**Stored data entries**.
━━━━━━━━━━━━━━━━━━━━

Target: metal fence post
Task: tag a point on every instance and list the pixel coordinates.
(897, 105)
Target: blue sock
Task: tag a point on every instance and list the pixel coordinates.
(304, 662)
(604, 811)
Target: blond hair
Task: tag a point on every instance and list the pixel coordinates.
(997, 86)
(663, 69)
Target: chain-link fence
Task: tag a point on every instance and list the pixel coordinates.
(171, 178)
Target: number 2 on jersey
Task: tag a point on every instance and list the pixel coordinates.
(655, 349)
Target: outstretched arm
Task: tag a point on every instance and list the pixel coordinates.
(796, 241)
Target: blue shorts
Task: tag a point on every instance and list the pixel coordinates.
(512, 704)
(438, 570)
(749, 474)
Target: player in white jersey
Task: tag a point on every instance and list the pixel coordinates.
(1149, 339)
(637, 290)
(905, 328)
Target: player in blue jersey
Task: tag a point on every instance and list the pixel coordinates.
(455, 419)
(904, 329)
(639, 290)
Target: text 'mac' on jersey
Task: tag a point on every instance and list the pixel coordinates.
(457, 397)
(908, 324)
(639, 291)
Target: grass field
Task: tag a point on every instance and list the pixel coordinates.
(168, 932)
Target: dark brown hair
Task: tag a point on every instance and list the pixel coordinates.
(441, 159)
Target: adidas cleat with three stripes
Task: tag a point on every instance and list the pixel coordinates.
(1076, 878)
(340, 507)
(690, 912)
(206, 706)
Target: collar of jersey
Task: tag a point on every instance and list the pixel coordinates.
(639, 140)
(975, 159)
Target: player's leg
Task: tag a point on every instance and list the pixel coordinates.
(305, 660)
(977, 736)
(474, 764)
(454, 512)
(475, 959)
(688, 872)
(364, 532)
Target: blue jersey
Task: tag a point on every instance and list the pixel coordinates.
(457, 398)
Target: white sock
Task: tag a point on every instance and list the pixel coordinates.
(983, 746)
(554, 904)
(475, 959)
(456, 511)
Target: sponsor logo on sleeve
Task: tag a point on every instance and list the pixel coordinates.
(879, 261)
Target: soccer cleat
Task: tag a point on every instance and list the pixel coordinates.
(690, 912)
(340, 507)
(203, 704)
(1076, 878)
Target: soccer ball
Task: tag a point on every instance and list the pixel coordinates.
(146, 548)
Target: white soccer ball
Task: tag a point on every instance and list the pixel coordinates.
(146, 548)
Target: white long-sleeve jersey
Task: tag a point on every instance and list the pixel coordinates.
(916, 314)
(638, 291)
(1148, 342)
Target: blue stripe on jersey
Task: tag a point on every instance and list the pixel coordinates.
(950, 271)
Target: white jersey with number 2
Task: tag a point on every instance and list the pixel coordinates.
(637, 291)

━━━━━━━━━━━━━━━━━━━━

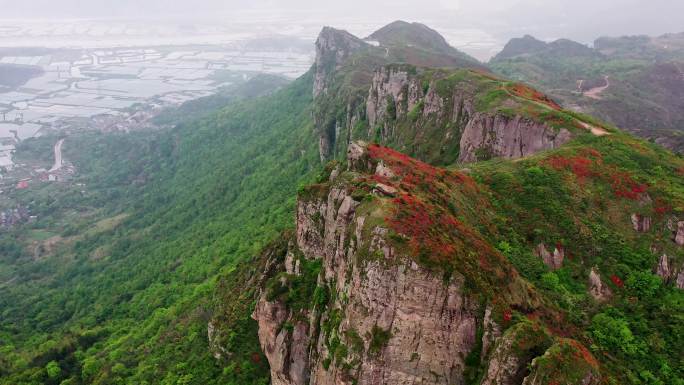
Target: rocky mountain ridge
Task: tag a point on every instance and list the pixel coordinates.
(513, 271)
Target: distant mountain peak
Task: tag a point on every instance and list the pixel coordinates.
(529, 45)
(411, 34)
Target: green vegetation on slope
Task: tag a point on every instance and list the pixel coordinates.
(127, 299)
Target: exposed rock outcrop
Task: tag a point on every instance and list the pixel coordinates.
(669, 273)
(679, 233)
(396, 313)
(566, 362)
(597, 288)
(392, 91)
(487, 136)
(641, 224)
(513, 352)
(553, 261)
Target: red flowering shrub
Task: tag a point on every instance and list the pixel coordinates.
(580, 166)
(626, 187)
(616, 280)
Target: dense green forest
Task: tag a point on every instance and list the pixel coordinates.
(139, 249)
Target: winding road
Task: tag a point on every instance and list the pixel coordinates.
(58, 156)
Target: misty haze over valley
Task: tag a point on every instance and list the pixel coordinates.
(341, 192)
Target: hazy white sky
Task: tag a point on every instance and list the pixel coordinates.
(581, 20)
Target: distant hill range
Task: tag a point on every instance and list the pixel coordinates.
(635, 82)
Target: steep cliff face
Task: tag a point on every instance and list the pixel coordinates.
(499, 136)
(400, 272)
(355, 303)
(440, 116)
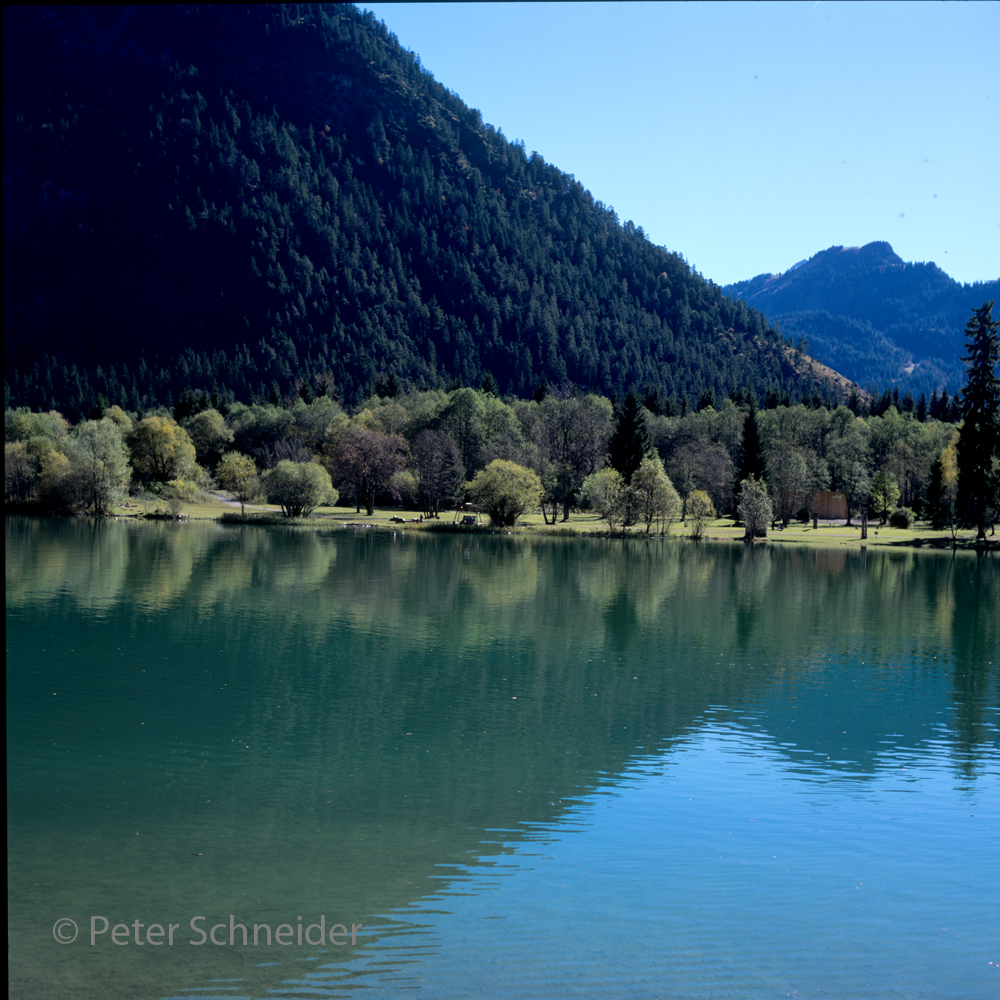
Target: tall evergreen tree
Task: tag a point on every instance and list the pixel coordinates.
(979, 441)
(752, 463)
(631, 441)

━━━━━━━━━━━━━━━━━━━━

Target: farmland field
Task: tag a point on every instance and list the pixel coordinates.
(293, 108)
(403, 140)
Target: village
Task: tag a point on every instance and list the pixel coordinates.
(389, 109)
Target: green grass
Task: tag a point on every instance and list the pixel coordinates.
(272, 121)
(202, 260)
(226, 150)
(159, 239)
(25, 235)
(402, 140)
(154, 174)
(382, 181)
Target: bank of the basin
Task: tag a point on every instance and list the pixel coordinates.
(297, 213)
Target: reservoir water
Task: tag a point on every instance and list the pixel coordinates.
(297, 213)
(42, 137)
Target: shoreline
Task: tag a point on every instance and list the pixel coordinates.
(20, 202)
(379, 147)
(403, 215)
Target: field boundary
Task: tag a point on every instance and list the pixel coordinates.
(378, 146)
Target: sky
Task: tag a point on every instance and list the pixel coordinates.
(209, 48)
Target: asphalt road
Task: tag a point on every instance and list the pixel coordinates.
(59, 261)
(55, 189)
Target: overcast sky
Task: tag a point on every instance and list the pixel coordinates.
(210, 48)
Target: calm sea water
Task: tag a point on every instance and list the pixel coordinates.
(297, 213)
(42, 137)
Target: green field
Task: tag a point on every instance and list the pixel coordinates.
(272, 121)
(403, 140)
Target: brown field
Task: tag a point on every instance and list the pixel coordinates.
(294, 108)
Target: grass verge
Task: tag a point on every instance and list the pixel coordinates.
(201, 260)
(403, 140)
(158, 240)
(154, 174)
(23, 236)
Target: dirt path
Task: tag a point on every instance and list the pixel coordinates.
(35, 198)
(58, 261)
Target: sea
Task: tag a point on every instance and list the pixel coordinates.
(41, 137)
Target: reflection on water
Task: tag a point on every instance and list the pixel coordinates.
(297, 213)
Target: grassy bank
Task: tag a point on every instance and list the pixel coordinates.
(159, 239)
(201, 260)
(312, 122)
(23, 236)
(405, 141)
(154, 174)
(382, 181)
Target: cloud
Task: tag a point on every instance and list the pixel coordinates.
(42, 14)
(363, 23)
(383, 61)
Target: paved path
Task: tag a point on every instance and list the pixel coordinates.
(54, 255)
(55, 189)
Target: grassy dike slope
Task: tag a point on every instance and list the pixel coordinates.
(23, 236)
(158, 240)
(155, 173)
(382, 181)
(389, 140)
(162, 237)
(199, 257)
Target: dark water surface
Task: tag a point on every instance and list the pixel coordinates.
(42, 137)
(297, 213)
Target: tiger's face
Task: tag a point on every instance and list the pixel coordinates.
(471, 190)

━━━━━━━━━━━━━━━━━━━━

**EXERCISE DIRECTIONS**.
Please transcribe exactly the lines above from the line that has "Target: metal fence post" up to and including the line that has "Target: blue shorts"; no other line belongs in the answer.

**OUTPUT OF THE EXERCISE**.
Target: metal fence post
Task: tag a point on every instance and list the pixel coordinates.
(897, 105)
Target: blue sock
Task: tag a point on every instance and list the pixel coordinates.
(304, 662)
(604, 811)
Target: blond hair
Task: tag a point on every instance and list the pixel coordinates.
(997, 86)
(663, 69)
Target: chain-link fence
Task: tag a point on every instance and list the pixel coordinates.
(171, 178)
Target: number 2 on jersey
Task: tag a point on every instance and list the pixel coordinates.
(655, 349)
Target: outstretched arm
Task: tag a point on every instance and list the pixel coordinates.
(796, 241)
Target: blue shorts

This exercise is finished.